Directive 1 -> In the entries below, copy everything from the line containing "# Mark the region of the woman's" down to the last line of the entries, exactly as it appears.

Extract provided ->
┏━━

Posted by Neal Lipschutz on November 24, 2010
Central Banks, Congress, Economy, Federal Reserve, Media, United States, Washington / Comments Off

In a development that might seem mundane, but would have been unimaginable not all that long ago, the Federal Reserve talked about the chairman hosting press conferences.

The once secretive central bank has come to this, the possibility that Chairman Ben Bernanke would expose himself to the hurly burly of questions from members of the media.  It was in the working life of this columnist that even changes in Federal Reserve monetary policy weren’t publicly announced. They were divined from market activity.

If Bernanke press conferences became a reality, some questions would be pointed. Some would be uninformed. The answers likely would stay obscure to most citizens.

Still, it’s a great idea.

There’s no guarantee the Fed will get there. In meeting minutes released Tuesday, the topic of press briefings was referenced. The subject was addressed in a video conference of Fed policy makers on Oct. 15.

All the minutes say is this: “Participants discussed whether it might be useful for the Chairman to hold occasional presss briefings to provide more detailed information to the public regarding the Committee’s assessment of the outlook and its policy decisionmaking than is included in (the) Committee’s short post-meeting statements.”

The Committeee is the rate-setting Federal Open Market Committee.

This special Oct. 15 video conference was described in a phrase that would make any corporate bureaucrat proud. There was no chance for that meeting to fail to accomplish. Communications issues and the pros and cons of setting a target for a term interest rate were discussed. The quote is this: “The agenda did not contemplate any policy decisions and none were taken.”

┗━━

Material to process ->

┏━━

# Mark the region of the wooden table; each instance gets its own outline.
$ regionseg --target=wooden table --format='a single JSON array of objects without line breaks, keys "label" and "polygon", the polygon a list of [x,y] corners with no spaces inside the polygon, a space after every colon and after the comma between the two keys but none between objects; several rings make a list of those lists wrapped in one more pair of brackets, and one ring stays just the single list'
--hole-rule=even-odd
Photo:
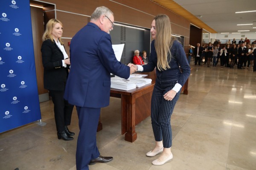
[{"label": "wooden table", "polygon": [[[148,75],[145,78],[152,79],[151,84],[127,91],[114,88],[110,91],[111,96],[121,98],[121,134],[125,134],[125,140],[131,142],[137,139],[135,126],[150,116],[151,96],[156,78],[155,70],[142,74]],[[188,80],[182,90],[185,94],[187,94],[188,82]],[[102,127],[100,119],[97,131]]]}]

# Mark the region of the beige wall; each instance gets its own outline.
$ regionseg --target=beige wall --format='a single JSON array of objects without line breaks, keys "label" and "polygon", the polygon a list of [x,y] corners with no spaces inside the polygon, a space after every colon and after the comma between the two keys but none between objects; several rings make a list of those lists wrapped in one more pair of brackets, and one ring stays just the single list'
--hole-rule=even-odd
[{"label": "beige wall", "polygon": [[[173,34],[184,37],[184,48],[187,53],[190,22],[149,0],[46,0],[44,1],[55,4],[56,18],[64,24],[64,37],[72,38],[87,23],[87,17],[81,15],[90,16],[98,6],[105,6],[109,8],[114,13],[115,22],[146,28],[150,28],[155,16],[160,13],[166,14],[169,16],[172,23]],[[69,51],[67,42],[70,40],[64,40],[67,51]]]}]

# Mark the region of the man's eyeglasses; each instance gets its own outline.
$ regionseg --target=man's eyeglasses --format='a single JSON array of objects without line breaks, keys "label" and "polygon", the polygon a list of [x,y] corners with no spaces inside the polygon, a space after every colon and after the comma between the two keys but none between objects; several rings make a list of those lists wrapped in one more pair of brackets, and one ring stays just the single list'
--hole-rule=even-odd
[{"label": "man's eyeglasses", "polygon": [[110,20],[110,19],[109,19],[109,18],[108,17],[107,17],[106,15],[105,15],[105,17],[106,17],[107,18],[108,18],[108,20],[109,20],[109,21],[111,22],[111,23],[112,24],[111,26],[112,27],[114,27],[114,23],[112,23],[112,22],[111,21],[111,20]]}]

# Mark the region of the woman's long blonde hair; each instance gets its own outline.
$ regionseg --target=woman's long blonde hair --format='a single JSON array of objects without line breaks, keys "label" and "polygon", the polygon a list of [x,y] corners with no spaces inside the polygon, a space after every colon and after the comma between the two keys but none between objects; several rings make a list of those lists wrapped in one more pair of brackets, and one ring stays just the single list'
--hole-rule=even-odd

┗━━

Directive 2 -> Repeat the whole post about possible Federal Reserve press briefings word for word.

Written solution 1 ->
# Mark the region of the woman's long blonde hair; each instance gets its own outline.
$ regionseg --target=woman's long blonde hair --format='a single JSON array of objects without line breaks, keys "label" and "polygon", the polygon a list of [x,y] corners with no spaces inside the polygon, a space after every colon and after the comma between the two keys but none between objects; several rings make a list of those lists wrapped in one more pair of brackets, and one ring stays just the single list'
--hole-rule=even-odd

Written solution 2 ->
Posted by Neal Lipschutz on November 24, 2010
Central Banks, Congress, Economy, Federal Reserve, Media, United States, Washington / Comments Off

In a development that might seem mundane, but would have been unimaginable not all that long ago, the Federal Reserve talked about the chairman hosting press conferences.

The once secretive central bank has come to this, the possibility that Chairman Ben Bernanke would expose himself to the hurly burly of questions from members of the media.  It was in the working life of this columnist that even changes in Federal Reserve monetary policy weren’t publicly announced. They were divined from market activity.

If Bernanke press conferences became a reality, some questions would be pointed. Some would be uninformed. The answers likely would stay obscure to most citizens.

Still, it’s a great idea.

There’s no guarantee the Fed will get there. In meeting minutes released Tuesday, the topic of press briefings was referenced. The subject was addressed in a video conference of Fed policy makers on Oct. 15.

All the minutes say is this: “Participants discussed whether it might be useful for the Chairman to hold occasional presss briefings to provide more detailed information to the public regarding the Committee’s assessment of the outlook and its policy decisionmaking than is included in (the) Committee’s short post-meeting statements.”

The Committeee is the rate-setting Federal Open Market Committee.

This special Oct. 15 video conference was described in a phrase that would make any corporate bureaucrat proud. There was no chance for that meeting to fail to accomplish. Communications issues and the pros and cons of setting a target for a term interest rate were discussed. The quote is this: “The agenda did not contemplate any policy decisions and none were taken.”